* [Source document]
And then of course there is the even deeper question of why does God allow pain in the first place?!?! I wish I knew! I’m not going to pretend to know the answer. But what I do know with certainty is that our God is a good God. He has a good plan for each one of us. He takes the bad that happens to us and uses it for His glory and our good when we love Him. He uses pain to transform us, to prune us, to develop perseverance within us, which leads to character, and character which leads to hope. But most importantly of all, pain can be used by God to stretch us and grow us into the image and likeness of His beloved Son Jesus!

Church family the bottom line is – pain has the ability to be transformational. As such, it can be an extremely powerful motivator in our lives if we let it. However, transformation will only occur when we work to move through the pain. Unfortunately, most of us do everything in our power to avoid the pain – we will deny it or numb it or just barely skim the surface of it, rather than allow it to teach us about ourselves and to literally transform us. Consequently, we wind up carrying the pain around with us, it becomes stored in our hearts, our minds, and yes even our bodies. Trauma experts have begun to conduct serious research looking at how our pain is stored within the cells of our physical bodies.

Thus, unresolved pain becomes toxic within us and it impacts our physical, emotional, mental and spiritual health and wellbeing. I know that this has been a tough year for many of you. Might I encourage you to consider taking a serious look at the pain you carry within. To allow yourself to feel the pain, to walk through it, remembering in the process that God is with you.

* [Questions to answer]
#1 Answer these questions from the passage on pain.
(a) What does perseverance lead to?
(b) What are trauma experts researching?
(c) Which four areas of health and wellbeing does unresolved pain impact?
#2 Decide whether each statement agrees with the passage on pain. Answer yes or no, and quote the words that settle it.
(a) The speaker claims to know why God allows pain.
(b) Transformation occurs only when we work to move through the pain.
(c) Most people let pain teach them about themselves.
Nothing in the listing is needed for this.

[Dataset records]
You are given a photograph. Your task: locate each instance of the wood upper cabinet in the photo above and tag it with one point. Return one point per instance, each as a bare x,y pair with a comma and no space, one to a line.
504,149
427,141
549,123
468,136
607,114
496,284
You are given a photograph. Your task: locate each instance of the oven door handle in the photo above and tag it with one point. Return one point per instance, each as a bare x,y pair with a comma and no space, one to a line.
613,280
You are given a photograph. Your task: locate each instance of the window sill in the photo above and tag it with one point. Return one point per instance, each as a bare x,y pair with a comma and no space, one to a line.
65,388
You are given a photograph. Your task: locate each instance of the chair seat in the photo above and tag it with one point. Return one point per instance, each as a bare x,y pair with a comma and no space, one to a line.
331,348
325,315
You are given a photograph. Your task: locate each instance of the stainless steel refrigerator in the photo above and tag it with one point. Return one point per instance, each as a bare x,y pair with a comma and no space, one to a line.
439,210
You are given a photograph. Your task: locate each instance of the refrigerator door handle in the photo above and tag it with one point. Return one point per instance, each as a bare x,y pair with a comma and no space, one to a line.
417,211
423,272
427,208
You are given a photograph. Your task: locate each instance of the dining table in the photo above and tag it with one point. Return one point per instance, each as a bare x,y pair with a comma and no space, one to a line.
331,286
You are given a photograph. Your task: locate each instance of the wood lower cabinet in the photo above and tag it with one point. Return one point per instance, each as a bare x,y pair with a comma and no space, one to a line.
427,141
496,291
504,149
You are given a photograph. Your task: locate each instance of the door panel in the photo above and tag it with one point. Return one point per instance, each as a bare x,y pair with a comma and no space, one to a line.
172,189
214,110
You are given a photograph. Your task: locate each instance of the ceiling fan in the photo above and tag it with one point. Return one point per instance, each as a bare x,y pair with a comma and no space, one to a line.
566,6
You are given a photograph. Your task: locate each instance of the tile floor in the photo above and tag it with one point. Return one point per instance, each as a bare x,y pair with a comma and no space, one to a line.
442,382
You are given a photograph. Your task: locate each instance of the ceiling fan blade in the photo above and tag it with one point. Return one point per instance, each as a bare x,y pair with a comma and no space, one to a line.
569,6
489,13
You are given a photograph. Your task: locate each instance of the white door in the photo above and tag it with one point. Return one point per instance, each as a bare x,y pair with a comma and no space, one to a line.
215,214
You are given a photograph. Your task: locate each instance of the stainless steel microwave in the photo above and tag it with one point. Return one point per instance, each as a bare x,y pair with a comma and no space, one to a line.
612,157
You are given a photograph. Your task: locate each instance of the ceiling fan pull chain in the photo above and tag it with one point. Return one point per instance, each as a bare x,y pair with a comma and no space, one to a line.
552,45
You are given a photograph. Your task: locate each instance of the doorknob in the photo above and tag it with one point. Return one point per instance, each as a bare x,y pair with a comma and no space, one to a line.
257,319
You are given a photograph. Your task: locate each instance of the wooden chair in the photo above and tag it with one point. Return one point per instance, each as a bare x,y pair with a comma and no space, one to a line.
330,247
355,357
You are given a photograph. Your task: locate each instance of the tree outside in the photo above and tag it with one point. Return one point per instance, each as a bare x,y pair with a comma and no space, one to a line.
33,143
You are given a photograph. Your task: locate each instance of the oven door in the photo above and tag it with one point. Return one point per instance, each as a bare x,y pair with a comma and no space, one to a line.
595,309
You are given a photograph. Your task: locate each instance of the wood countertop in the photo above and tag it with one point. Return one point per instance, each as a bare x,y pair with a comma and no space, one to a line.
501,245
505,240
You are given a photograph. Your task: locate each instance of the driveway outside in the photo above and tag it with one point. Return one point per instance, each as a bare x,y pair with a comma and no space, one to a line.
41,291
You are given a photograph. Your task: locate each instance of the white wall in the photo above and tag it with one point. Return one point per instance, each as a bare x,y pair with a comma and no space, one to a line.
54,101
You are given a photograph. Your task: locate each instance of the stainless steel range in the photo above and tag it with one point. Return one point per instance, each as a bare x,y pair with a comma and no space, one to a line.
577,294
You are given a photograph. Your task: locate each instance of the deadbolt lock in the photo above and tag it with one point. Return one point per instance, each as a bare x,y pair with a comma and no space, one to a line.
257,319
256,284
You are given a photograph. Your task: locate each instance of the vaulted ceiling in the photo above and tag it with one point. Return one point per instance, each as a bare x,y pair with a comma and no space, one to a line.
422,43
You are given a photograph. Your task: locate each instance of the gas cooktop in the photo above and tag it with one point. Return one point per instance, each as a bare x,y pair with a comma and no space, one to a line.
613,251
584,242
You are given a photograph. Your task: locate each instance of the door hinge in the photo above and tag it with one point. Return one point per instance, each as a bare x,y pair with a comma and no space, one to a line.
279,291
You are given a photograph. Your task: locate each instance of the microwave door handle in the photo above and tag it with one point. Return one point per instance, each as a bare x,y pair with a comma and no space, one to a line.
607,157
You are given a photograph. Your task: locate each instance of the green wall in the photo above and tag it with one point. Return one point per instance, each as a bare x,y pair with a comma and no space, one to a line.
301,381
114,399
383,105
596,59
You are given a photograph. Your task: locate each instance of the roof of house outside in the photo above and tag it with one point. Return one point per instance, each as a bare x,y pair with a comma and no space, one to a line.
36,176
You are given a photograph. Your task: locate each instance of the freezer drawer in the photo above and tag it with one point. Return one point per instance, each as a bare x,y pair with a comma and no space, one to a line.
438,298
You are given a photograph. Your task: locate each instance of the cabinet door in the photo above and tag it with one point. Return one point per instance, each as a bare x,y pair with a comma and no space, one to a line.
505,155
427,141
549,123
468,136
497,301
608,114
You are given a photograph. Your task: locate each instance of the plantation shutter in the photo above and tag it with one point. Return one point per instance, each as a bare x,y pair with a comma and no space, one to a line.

* [Response list]
#1
(a) Character.
(b) How our pain is stored within the cells of our physical bodies.
(c) Physical, emotional, mental and spiritual.

#2
(a) No: "I’m not going to pretend to know the answer."
(b) Yes: "transformation will only occur when we work to move through the pain."
(c) No: "most of us do everything in our power to avoid the pain"